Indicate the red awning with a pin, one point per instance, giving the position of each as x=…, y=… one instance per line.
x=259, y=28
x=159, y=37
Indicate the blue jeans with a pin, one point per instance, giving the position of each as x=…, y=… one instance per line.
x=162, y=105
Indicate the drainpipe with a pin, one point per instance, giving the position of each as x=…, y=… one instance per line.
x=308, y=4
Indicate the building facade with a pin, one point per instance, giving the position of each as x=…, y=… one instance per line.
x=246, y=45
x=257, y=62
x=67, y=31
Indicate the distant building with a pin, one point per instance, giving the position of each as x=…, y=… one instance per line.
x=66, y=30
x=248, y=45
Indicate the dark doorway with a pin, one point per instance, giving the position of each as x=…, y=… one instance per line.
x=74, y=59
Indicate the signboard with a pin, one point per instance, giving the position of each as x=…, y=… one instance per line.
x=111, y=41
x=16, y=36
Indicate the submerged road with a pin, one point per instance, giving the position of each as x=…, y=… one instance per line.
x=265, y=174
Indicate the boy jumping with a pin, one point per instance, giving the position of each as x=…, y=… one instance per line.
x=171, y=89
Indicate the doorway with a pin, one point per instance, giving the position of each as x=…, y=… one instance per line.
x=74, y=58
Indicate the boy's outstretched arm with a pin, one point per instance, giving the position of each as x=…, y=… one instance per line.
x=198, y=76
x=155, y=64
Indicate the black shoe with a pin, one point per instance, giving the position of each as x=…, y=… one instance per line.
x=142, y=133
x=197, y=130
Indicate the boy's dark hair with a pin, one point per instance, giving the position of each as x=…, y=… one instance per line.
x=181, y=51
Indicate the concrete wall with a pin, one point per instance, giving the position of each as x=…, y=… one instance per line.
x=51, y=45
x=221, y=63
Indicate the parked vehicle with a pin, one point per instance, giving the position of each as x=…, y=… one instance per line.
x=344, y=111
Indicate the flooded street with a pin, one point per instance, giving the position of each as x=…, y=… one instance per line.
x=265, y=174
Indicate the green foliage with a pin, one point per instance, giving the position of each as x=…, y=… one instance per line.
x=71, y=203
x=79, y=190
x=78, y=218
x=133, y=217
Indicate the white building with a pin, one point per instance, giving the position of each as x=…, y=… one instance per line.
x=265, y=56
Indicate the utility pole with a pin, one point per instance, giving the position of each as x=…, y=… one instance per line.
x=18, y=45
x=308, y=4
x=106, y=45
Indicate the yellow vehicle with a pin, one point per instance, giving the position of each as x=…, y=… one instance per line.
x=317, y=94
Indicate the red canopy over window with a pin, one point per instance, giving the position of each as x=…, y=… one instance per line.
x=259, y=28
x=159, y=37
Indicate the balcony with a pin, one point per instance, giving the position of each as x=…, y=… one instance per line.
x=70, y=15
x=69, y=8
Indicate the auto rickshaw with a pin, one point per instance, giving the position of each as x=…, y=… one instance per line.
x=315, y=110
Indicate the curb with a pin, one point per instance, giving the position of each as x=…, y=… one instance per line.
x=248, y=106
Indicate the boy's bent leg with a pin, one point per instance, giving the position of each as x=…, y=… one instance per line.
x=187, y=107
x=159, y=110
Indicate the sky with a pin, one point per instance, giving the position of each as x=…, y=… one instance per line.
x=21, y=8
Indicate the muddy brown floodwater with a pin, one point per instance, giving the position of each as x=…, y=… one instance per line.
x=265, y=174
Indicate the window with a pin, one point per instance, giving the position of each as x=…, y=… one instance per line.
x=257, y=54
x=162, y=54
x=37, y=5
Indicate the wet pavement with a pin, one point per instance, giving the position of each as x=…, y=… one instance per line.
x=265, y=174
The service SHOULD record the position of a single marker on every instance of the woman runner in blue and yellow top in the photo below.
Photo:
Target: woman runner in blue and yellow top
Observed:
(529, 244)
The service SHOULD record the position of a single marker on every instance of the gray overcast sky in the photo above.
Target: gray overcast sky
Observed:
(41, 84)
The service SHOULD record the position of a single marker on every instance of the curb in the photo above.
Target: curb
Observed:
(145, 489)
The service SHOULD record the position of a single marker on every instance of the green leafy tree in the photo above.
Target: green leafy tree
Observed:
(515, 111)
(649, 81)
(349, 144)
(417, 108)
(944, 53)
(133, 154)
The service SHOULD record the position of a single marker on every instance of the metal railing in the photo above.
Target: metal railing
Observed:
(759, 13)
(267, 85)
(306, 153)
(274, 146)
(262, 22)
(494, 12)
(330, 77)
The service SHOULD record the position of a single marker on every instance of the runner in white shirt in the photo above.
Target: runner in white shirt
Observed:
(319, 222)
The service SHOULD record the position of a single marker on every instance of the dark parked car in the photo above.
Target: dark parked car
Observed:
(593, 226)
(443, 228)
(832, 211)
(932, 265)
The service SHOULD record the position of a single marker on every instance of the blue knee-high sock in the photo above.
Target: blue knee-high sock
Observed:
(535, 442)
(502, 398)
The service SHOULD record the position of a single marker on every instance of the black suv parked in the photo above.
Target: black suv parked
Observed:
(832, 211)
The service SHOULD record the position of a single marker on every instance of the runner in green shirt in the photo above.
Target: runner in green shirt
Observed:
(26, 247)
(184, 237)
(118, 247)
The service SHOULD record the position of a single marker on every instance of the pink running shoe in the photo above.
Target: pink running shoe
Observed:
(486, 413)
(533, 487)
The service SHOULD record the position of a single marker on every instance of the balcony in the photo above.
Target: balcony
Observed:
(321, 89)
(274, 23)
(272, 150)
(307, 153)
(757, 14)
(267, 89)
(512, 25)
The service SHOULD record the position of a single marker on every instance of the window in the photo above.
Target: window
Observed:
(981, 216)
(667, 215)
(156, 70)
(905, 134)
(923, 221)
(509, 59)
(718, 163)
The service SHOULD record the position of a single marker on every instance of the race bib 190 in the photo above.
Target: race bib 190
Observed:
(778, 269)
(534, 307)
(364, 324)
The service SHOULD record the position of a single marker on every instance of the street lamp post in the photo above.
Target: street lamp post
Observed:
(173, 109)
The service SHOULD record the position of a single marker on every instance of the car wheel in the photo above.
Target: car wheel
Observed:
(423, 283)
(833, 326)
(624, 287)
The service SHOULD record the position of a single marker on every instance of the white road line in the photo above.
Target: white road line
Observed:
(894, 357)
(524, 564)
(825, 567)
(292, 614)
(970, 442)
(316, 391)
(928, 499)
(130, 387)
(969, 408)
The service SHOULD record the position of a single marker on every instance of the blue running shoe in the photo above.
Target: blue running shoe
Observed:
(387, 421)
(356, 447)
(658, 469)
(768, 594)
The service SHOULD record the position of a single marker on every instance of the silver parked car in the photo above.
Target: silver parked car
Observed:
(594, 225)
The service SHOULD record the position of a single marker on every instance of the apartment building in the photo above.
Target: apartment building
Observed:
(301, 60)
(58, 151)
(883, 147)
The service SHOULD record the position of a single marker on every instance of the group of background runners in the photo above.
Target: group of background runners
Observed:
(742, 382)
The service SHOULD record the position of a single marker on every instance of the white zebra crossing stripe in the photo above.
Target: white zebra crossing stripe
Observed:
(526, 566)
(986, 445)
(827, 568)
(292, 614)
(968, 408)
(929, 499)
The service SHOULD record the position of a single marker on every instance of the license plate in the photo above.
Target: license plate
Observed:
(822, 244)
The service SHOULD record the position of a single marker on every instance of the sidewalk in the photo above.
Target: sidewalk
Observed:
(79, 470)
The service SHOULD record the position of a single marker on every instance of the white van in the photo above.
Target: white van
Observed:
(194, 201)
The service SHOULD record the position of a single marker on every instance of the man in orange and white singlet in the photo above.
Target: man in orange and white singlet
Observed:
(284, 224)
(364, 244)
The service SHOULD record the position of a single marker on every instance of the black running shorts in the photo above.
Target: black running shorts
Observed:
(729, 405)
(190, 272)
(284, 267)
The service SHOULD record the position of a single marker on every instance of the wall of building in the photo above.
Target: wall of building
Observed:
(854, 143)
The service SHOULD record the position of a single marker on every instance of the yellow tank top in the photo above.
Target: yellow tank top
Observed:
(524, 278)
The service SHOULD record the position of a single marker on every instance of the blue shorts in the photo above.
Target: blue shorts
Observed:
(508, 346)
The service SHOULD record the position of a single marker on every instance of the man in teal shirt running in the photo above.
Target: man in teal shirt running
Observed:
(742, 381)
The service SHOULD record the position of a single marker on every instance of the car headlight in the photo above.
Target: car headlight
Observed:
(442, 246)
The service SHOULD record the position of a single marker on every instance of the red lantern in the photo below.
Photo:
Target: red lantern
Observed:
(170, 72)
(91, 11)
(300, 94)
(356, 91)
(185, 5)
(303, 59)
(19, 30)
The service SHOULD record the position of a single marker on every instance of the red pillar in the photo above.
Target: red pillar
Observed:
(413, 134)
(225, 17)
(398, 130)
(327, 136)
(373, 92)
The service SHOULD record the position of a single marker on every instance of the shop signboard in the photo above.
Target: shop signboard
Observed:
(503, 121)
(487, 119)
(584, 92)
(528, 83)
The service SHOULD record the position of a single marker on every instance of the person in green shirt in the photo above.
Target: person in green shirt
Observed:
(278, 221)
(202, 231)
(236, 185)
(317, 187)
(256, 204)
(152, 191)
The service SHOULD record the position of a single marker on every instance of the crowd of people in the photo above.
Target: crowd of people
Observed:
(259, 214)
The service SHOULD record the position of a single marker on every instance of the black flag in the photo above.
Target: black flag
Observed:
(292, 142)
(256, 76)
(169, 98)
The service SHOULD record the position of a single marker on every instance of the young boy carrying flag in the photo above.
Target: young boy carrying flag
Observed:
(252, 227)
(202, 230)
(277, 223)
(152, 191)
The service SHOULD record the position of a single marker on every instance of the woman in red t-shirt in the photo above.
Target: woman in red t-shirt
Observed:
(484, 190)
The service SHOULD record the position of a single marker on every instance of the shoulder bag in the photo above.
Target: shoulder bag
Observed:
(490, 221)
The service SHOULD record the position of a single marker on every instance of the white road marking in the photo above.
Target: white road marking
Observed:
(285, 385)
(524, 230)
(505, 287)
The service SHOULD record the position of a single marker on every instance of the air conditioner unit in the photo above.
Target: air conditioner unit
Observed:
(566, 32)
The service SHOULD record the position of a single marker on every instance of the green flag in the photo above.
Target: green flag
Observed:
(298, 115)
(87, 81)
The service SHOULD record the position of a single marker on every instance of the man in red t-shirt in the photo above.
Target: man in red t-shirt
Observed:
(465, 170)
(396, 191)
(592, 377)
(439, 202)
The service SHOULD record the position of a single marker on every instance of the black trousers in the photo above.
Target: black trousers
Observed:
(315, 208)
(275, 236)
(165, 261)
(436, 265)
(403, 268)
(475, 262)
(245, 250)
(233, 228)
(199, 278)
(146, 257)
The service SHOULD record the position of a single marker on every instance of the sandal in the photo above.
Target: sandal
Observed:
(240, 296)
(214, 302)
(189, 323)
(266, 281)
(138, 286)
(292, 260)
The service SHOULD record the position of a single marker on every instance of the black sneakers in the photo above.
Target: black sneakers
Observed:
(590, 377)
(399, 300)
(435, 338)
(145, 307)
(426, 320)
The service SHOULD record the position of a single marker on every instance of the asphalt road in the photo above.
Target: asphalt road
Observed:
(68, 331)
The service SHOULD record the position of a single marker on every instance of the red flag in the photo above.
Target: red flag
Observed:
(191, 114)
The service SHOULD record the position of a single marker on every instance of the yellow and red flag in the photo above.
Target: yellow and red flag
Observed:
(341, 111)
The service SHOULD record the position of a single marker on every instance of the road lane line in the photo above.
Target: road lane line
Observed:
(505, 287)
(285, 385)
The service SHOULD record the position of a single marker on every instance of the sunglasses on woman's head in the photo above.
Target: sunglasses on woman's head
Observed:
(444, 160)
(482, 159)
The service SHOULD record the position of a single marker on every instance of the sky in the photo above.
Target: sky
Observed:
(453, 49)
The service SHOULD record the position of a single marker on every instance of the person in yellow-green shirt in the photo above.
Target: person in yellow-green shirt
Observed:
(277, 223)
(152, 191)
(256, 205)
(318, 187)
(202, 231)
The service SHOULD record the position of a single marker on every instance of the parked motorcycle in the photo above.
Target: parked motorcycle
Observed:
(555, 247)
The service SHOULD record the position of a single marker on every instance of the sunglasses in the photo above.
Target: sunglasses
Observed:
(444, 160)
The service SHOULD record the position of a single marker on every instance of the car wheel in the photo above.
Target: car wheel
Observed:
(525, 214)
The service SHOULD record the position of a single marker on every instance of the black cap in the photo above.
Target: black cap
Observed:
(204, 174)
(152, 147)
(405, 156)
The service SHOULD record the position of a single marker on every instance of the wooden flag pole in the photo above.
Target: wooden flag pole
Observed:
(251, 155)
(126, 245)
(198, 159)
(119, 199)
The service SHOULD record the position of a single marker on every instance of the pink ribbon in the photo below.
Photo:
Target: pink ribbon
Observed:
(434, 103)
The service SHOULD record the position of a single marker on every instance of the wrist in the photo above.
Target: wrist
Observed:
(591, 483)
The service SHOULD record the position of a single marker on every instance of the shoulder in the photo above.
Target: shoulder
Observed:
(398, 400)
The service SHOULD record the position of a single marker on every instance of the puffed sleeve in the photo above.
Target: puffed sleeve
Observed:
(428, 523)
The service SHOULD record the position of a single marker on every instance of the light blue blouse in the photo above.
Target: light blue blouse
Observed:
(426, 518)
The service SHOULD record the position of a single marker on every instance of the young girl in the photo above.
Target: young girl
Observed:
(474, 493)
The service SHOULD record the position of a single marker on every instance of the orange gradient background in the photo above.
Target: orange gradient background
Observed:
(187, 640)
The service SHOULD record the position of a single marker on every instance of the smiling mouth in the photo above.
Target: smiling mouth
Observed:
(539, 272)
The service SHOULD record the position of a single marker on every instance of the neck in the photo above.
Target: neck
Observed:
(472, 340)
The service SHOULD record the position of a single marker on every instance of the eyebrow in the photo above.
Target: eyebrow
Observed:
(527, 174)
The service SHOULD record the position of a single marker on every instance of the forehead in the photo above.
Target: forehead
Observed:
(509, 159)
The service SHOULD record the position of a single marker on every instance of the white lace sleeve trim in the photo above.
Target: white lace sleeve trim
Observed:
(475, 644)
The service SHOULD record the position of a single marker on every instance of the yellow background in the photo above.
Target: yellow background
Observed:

Work request:
Output exactly one stretch of the listing: from the line containing "trousers in the photo above." through the line containing "Target: person in yellow-green shirt", both end lines included.

Result for this task:
The service SHOULD record the position of a single marker on every instance of the black trousers in the photo above.
Target: black trousers
Observed:
(315, 208)
(275, 236)
(165, 261)
(436, 265)
(403, 268)
(475, 262)
(245, 250)
(233, 228)
(199, 278)
(146, 257)
The service SHOULD record the position of a single marker on every instance of the sandal in the photo above.
Target: sandal
Observed:
(240, 296)
(214, 302)
(189, 323)
(266, 281)
(138, 286)
(292, 260)
The service SHOULD record the position of a single marker on every instance of the black sneakers in the photo above.
Target: black sneakers
Observed:
(590, 377)
(399, 300)
(435, 338)
(145, 307)
(426, 320)
The service SHOULD record the position of a single marker on every instance of the asphalt road in the photo above.
Target: asphalt road
Observed:
(68, 331)
The service SHOULD record the position of a single marker on every instance of the red flag in the photo above.
Target: red flag
Observed:
(191, 114)
The service SHOULD record the position of a single marker on every instance of the yellow and red flag in the photo above.
Target: yellow and red flag
Observed:
(341, 111)
The service SHOULD record the position of a single marker on every instance of the road lane line in the photo above.
Target: road lane line
Observed:
(505, 287)
(285, 385)
The service SHOULD record the position of a single marker on every instance of the sunglasses on woman's head in the photo above.
Target: sunglasses on woman's head
Observed:
(444, 160)
(482, 159)
The service SHOULD record the position of a single marker on every instance of the sky in the photo above.
Target: sky
Observed:
(453, 49)
The service SHOULD record the position of a single marker on every instance of the person in yellow-green shirt in the photo above.
Target: person in yellow-green shirt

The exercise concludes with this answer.